------ DATASET RECORDS
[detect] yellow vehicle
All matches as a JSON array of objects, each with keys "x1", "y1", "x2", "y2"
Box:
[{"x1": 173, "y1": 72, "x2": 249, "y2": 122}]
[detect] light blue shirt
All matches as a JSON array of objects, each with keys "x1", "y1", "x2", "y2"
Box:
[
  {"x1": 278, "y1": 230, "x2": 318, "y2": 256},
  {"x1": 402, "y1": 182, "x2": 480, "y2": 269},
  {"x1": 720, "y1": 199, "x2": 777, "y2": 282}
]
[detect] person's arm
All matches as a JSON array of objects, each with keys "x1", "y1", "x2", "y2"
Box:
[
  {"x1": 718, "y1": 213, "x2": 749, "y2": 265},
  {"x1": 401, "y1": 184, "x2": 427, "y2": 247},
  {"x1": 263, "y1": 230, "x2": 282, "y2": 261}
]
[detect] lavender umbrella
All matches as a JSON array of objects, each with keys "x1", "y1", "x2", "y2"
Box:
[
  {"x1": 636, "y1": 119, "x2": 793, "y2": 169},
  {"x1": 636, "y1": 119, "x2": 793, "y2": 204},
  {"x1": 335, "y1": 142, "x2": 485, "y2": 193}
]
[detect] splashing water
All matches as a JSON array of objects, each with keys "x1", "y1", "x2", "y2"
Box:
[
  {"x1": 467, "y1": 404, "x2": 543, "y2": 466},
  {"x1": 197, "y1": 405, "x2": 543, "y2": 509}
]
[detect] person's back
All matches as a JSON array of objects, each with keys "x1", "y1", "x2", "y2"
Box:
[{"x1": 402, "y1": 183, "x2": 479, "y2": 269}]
------------
_WORK TASK_.
Retype the entries word for word.

_EXPECTED ANSWER_.
[detect] yellow vehicle
All matches as a JSON array of objects, each with keys "x1", "y1", "x2", "y2"
Box:
[{"x1": 173, "y1": 72, "x2": 249, "y2": 122}]
[detect] light blue shirt
All matches as a JSON array of objects, each with keys "x1", "y1", "x2", "y2"
Box:
[
  {"x1": 278, "y1": 230, "x2": 318, "y2": 256},
  {"x1": 402, "y1": 182, "x2": 480, "y2": 269},
  {"x1": 720, "y1": 199, "x2": 777, "y2": 282}
]
[detect] person's arm
All matches as a JSON array of objects, each with keys "x1", "y1", "x2", "y2"
Box:
[
  {"x1": 718, "y1": 213, "x2": 749, "y2": 265},
  {"x1": 401, "y1": 184, "x2": 427, "y2": 247},
  {"x1": 263, "y1": 230, "x2": 282, "y2": 261}
]
[detect] lavender umbrella
All matches as a JSON array of objects, each with keys "x1", "y1", "x2", "y2"
Box:
[
  {"x1": 636, "y1": 119, "x2": 793, "y2": 169},
  {"x1": 636, "y1": 119, "x2": 793, "y2": 204},
  {"x1": 335, "y1": 142, "x2": 485, "y2": 193}
]
[detect] splashing water
All matches as a JSON array of objects, each with keys "x1", "y1", "x2", "y2"
Box:
[
  {"x1": 467, "y1": 404, "x2": 543, "y2": 466},
  {"x1": 197, "y1": 405, "x2": 543, "y2": 509}
]
[detect] person's back
All matches as a JSON array of objects, each with keys "x1", "y1", "x2", "y2"
Box:
[{"x1": 402, "y1": 183, "x2": 479, "y2": 269}]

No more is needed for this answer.